┏━━

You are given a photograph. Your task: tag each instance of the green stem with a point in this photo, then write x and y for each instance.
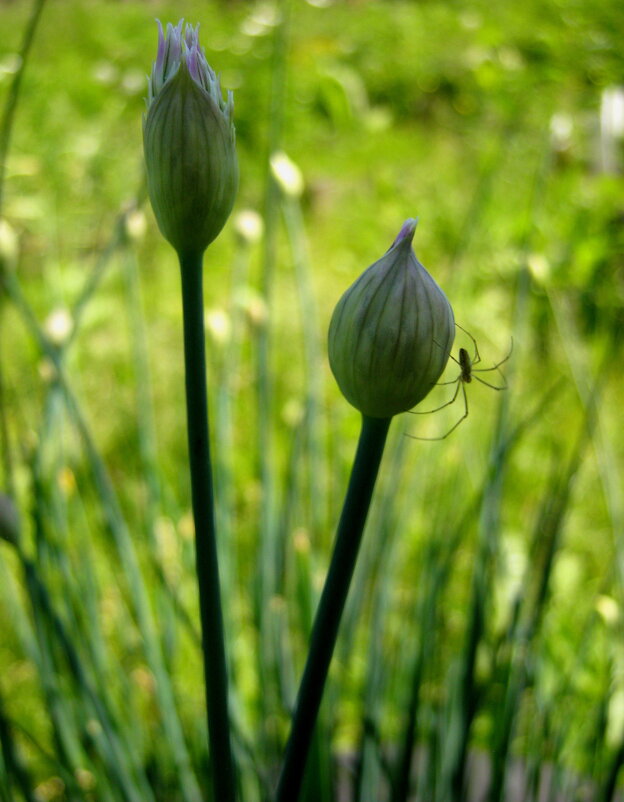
(213, 640)
(325, 630)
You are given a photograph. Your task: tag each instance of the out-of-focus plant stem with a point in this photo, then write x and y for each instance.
(325, 630)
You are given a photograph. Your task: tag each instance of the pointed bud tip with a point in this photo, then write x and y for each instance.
(406, 234)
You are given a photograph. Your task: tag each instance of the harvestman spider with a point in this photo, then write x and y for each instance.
(467, 371)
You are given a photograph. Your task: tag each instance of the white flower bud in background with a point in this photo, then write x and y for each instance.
(9, 520)
(391, 333)
(288, 176)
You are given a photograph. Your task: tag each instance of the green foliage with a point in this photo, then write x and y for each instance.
(486, 612)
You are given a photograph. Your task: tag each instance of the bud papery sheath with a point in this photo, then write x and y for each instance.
(189, 144)
(391, 333)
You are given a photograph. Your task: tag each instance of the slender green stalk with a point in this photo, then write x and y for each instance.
(213, 639)
(325, 630)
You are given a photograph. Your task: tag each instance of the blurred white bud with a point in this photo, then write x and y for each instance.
(249, 226)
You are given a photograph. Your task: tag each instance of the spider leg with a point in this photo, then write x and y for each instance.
(449, 354)
(452, 429)
(447, 404)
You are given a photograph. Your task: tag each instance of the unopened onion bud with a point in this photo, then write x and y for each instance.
(9, 520)
(189, 143)
(391, 333)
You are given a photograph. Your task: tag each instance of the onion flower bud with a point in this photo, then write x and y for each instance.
(9, 520)
(391, 333)
(189, 143)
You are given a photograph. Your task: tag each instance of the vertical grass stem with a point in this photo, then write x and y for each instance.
(213, 641)
(325, 630)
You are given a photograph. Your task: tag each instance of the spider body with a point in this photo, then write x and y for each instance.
(467, 368)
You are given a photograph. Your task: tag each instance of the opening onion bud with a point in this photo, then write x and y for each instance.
(189, 143)
(391, 333)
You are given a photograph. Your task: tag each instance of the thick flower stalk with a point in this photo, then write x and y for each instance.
(189, 143)
(389, 341)
(192, 176)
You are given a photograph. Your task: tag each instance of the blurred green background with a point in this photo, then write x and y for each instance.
(488, 600)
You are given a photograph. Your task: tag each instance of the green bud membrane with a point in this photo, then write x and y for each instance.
(189, 143)
(391, 333)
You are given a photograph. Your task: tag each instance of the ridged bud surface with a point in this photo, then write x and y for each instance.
(9, 520)
(189, 143)
(391, 333)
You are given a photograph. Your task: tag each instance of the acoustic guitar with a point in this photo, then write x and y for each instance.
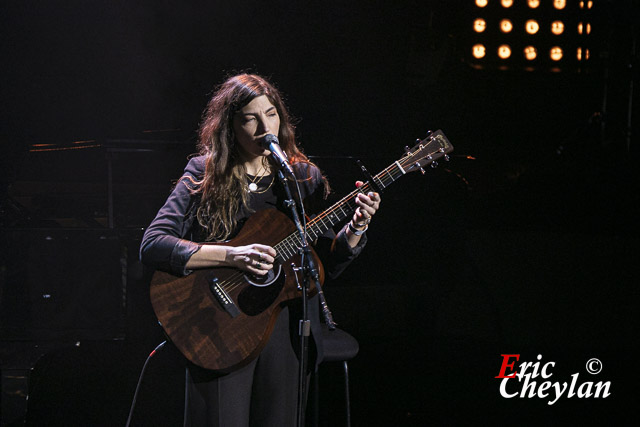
(221, 318)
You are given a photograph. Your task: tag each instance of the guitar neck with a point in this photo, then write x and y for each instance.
(426, 152)
(337, 213)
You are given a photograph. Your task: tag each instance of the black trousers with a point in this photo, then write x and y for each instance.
(261, 394)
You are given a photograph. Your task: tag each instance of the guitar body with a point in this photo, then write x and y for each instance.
(221, 318)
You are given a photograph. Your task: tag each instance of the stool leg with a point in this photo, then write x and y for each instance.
(346, 392)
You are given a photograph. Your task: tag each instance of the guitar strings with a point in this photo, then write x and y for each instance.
(291, 243)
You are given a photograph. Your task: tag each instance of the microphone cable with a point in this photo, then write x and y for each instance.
(144, 367)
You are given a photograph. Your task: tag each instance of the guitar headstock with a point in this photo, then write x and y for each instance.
(425, 152)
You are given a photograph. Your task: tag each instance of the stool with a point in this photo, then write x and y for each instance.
(338, 346)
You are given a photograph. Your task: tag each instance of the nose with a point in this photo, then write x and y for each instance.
(264, 127)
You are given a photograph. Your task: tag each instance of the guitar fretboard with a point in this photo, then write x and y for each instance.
(337, 213)
(426, 152)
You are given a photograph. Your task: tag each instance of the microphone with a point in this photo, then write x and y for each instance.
(270, 142)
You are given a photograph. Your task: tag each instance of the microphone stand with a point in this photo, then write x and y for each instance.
(309, 271)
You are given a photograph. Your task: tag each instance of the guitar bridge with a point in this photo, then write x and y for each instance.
(223, 298)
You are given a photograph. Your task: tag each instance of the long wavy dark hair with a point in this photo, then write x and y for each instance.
(224, 183)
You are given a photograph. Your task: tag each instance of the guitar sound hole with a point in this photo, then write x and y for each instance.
(255, 299)
(265, 280)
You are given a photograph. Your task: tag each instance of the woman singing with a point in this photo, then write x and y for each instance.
(231, 179)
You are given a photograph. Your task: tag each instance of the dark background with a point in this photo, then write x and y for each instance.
(525, 243)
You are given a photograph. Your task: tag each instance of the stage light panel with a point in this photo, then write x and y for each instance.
(532, 35)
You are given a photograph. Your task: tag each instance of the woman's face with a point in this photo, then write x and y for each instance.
(255, 120)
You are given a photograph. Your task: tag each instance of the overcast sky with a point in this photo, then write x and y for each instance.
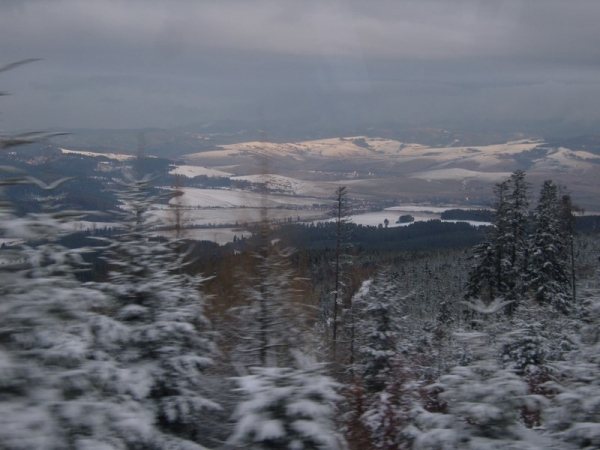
(139, 63)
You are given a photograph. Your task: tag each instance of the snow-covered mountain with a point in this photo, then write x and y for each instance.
(377, 167)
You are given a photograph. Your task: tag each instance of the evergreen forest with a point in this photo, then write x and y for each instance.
(430, 336)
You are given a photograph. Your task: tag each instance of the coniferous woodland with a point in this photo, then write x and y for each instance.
(143, 343)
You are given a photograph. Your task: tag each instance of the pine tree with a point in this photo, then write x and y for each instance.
(153, 345)
(269, 326)
(501, 260)
(287, 408)
(340, 213)
(483, 404)
(574, 415)
(44, 337)
(548, 271)
(380, 328)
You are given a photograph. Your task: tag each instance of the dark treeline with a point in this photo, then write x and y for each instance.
(476, 215)
(419, 235)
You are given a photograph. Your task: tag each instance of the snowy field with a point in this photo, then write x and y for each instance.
(213, 198)
(195, 171)
(376, 218)
(462, 175)
(117, 156)
(219, 235)
(218, 216)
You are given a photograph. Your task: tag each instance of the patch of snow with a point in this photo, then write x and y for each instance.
(116, 156)
(194, 171)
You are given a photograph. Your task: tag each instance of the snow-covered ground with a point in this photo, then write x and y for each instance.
(194, 171)
(286, 184)
(225, 198)
(222, 216)
(462, 174)
(392, 215)
(117, 156)
(219, 235)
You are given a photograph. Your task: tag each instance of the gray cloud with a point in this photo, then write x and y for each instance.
(155, 63)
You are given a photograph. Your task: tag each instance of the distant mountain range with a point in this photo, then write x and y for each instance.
(411, 165)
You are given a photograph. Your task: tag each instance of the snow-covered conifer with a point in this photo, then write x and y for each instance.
(380, 327)
(153, 345)
(287, 408)
(574, 416)
(269, 324)
(548, 267)
(483, 405)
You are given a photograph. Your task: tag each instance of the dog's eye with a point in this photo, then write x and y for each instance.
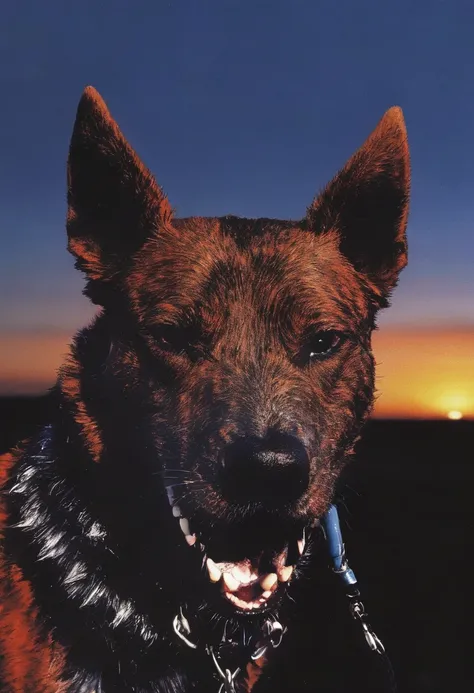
(320, 345)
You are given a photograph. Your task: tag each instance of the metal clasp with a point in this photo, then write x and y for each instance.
(358, 613)
(228, 678)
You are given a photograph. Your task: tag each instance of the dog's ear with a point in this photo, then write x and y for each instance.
(366, 204)
(114, 203)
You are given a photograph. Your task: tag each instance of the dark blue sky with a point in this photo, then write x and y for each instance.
(238, 106)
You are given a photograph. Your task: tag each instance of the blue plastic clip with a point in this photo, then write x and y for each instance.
(332, 532)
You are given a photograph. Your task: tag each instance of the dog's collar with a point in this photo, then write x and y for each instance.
(270, 636)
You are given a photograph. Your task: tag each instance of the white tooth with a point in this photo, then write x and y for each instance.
(231, 583)
(184, 524)
(284, 574)
(268, 581)
(214, 572)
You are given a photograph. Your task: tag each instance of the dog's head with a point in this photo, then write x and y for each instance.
(250, 339)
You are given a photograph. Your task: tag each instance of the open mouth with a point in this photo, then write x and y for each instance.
(248, 584)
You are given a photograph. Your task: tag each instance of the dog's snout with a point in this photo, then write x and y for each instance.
(273, 470)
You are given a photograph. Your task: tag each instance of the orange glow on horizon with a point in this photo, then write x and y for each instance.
(423, 373)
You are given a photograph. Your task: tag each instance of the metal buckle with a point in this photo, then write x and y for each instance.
(273, 638)
(182, 628)
(228, 678)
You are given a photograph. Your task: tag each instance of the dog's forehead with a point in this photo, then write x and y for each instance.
(221, 261)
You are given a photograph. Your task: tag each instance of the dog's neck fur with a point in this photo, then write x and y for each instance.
(85, 556)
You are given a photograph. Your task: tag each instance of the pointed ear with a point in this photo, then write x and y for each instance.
(114, 203)
(366, 204)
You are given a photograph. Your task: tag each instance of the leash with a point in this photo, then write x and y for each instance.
(332, 532)
(272, 631)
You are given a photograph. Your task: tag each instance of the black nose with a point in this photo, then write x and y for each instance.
(273, 470)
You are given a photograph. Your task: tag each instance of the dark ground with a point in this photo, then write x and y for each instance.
(408, 529)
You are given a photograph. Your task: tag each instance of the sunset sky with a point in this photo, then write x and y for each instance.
(245, 107)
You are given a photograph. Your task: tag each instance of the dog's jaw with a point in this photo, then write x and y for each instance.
(249, 585)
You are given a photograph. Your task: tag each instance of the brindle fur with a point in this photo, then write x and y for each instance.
(198, 342)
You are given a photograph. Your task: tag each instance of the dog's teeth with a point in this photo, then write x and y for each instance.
(214, 572)
(285, 573)
(231, 583)
(268, 581)
(184, 524)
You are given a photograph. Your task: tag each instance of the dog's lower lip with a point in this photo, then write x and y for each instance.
(242, 584)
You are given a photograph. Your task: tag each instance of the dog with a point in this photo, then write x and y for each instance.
(158, 533)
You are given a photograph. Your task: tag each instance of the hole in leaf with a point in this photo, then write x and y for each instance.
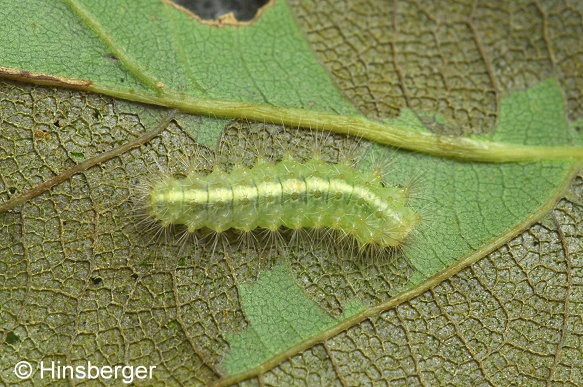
(222, 12)
(12, 338)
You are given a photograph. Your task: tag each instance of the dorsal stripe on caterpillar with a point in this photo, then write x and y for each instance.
(289, 194)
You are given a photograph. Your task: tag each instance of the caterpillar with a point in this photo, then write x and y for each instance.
(289, 193)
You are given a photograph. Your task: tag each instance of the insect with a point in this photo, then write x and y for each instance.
(291, 194)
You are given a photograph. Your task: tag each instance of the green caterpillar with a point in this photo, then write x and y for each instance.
(291, 194)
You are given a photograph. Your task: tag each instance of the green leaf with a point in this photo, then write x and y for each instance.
(277, 322)
(80, 280)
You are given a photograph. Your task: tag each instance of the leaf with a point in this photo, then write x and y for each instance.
(80, 282)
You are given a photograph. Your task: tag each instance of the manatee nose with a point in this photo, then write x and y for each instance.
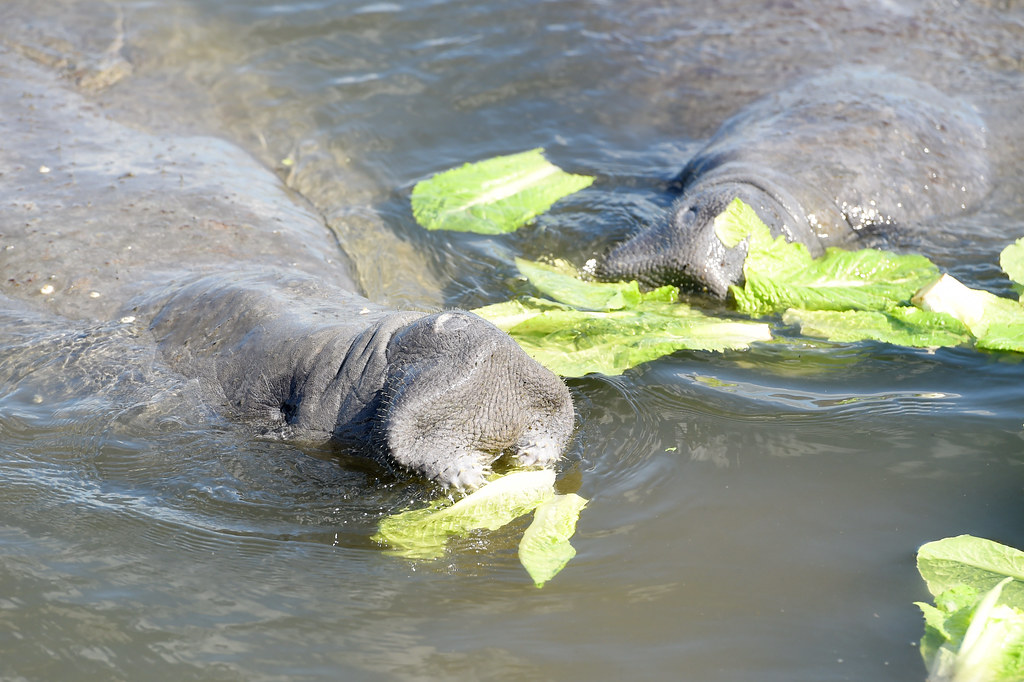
(681, 252)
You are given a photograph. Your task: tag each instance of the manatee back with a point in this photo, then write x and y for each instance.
(853, 148)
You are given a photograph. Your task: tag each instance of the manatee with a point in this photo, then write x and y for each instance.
(243, 289)
(826, 162)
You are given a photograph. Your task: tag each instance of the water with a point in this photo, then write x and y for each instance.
(753, 516)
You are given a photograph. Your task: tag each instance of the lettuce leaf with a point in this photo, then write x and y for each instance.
(975, 631)
(492, 197)
(996, 323)
(1012, 261)
(561, 283)
(609, 328)
(904, 326)
(545, 547)
(779, 274)
(422, 534)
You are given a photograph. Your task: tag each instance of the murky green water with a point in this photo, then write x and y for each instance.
(753, 516)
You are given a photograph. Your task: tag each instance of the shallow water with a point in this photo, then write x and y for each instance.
(753, 515)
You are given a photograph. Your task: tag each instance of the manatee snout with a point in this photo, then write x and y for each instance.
(461, 392)
(683, 250)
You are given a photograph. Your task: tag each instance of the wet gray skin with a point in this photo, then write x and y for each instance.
(243, 288)
(823, 163)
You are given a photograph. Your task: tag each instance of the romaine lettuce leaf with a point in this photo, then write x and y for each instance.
(904, 326)
(492, 197)
(545, 547)
(996, 323)
(1012, 261)
(422, 534)
(779, 274)
(561, 283)
(609, 328)
(975, 631)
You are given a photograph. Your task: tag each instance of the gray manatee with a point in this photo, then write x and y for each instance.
(824, 162)
(244, 289)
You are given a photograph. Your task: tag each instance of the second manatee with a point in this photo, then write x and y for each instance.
(823, 162)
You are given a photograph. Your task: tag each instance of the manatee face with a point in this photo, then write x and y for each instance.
(684, 251)
(460, 392)
(834, 158)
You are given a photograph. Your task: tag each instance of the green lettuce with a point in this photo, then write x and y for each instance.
(492, 197)
(608, 328)
(779, 274)
(905, 326)
(1012, 262)
(996, 323)
(975, 630)
(422, 534)
(545, 547)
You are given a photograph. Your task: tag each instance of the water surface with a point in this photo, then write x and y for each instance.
(753, 516)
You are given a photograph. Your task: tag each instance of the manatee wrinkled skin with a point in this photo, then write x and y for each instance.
(245, 290)
(824, 162)
(442, 394)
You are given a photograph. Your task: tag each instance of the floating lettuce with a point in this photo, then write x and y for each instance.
(779, 274)
(493, 197)
(1012, 261)
(902, 325)
(975, 631)
(847, 296)
(423, 534)
(604, 328)
(545, 547)
(996, 323)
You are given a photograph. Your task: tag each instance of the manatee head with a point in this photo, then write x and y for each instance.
(460, 392)
(684, 251)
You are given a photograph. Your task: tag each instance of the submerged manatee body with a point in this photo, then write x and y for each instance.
(245, 290)
(822, 163)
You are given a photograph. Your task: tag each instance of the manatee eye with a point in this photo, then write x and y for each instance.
(449, 322)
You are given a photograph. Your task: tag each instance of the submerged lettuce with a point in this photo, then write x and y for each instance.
(545, 547)
(996, 323)
(606, 328)
(544, 550)
(1012, 262)
(903, 326)
(779, 274)
(422, 534)
(496, 196)
(975, 630)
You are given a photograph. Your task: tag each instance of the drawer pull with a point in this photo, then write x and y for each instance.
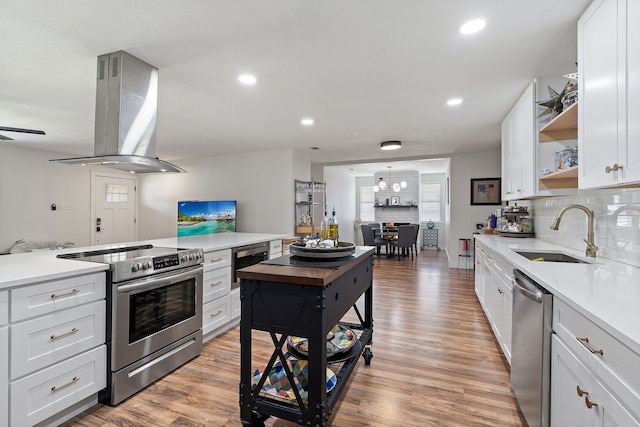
(71, 332)
(73, 381)
(73, 292)
(585, 342)
(581, 391)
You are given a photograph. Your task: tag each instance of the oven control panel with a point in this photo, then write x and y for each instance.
(149, 265)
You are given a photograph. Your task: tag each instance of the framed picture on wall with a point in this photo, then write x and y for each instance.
(485, 191)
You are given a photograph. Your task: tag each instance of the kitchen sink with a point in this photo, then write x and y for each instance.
(551, 257)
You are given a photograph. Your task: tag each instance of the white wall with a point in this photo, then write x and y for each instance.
(464, 217)
(261, 182)
(29, 184)
(341, 193)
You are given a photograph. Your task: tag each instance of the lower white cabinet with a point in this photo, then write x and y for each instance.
(216, 314)
(578, 399)
(45, 340)
(41, 395)
(53, 352)
(4, 376)
(495, 292)
(235, 303)
(598, 362)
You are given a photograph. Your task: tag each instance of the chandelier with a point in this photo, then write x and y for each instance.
(382, 185)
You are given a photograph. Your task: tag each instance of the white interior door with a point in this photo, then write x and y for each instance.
(114, 209)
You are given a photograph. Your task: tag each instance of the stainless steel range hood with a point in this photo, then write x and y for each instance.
(126, 115)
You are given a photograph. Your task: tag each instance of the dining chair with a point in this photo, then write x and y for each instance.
(369, 239)
(405, 239)
(415, 237)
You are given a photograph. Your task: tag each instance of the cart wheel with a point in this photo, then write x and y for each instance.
(367, 354)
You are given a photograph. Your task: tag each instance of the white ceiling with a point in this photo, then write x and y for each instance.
(366, 70)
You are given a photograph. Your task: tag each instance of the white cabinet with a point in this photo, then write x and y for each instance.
(518, 148)
(587, 358)
(56, 347)
(495, 293)
(578, 399)
(216, 309)
(4, 375)
(609, 87)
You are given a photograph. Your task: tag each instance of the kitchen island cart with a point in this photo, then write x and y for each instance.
(289, 297)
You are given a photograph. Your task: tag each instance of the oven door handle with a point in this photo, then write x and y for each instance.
(168, 279)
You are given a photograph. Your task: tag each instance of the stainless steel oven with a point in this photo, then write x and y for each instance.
(154, 315)
(244, 256)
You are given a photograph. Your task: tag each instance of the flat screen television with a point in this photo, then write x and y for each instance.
(206, 217)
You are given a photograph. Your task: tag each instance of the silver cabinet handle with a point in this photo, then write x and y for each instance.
(581, 391)
(585, 342)
(73, 292)
(71, 332)
(73, 381)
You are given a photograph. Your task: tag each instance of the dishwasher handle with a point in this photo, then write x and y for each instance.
(527, 287)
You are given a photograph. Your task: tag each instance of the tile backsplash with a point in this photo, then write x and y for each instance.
(616, 222)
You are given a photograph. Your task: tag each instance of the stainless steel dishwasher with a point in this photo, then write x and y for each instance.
(531, 349)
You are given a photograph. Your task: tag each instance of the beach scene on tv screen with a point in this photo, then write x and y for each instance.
(206, 217)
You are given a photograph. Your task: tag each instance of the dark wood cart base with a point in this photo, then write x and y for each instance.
(284, 301)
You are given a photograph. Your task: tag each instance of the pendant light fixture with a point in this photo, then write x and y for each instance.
(382, 185)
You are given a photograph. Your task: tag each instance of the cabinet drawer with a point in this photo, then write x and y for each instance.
(215, 314)
(235, 303)
(49, 339)
(617, 366)
(275, 249)
(216, 283)
(47, 392)
(217, 259)
(47, 297)
(4, 307)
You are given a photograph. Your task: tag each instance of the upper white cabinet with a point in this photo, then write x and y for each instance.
(609, 87)
(518, 145)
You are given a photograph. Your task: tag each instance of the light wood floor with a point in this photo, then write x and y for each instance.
(435, 363)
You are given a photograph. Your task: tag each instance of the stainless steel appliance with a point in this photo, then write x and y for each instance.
(244, 256)
(154, 313)
(531, 349)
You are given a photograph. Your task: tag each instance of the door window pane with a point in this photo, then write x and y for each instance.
(116, 193)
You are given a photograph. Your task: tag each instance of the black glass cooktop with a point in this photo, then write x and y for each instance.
(111, 255)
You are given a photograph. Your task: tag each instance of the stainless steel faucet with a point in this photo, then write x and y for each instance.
(591, 247)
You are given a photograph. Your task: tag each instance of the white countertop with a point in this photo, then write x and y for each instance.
(39, 266)
(605, 291)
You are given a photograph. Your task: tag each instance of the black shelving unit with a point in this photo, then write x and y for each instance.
(286, 300)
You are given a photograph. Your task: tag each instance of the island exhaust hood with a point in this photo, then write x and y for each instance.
(126, 116)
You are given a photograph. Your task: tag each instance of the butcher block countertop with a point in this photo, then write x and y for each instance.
(313, 272)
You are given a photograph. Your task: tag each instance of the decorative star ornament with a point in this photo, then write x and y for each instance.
(554, 104)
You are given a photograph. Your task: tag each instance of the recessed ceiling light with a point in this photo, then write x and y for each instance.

┗━━

§ Problem requirements
Retype exactly, please, each line from the line that contains "stainless steel faucet" through the last line of the entries above, with nothing added.

§ Expected output
You are given a photograph. Your task: tag each instance of the stainless steel faucet with a point in this photo, then write x and y for each instance.
(591, 247)
You are given a photograph. Your task: tag each instance of the white countertop with a point in this photo, then write x and y for each instance.
(39, 266)
(605, 291)
You are given a photograph. Your task: tag each instance of the black shelving unit with a point in this photo, then write x and y for each instance.
(286, 300)
You are given a photograph. Your task: tag each instance of the island exhaust hood with a point in this photo, then write x and y for each instance.
(126, 116)
You are given a photograph. Your task: tag each instance of the butcher block countertop with a point in this photo, then write x and y for each instance.
(313, 272)
You are given a photograph. Your task: tag each instance of the decorative star ornament with a point in this photo, then write x and y for each instance.
(554, 104)
You are given a photograph. Your task: tag each instance of the recessed ceiling light with a point in this photo, then write x and y for each instance.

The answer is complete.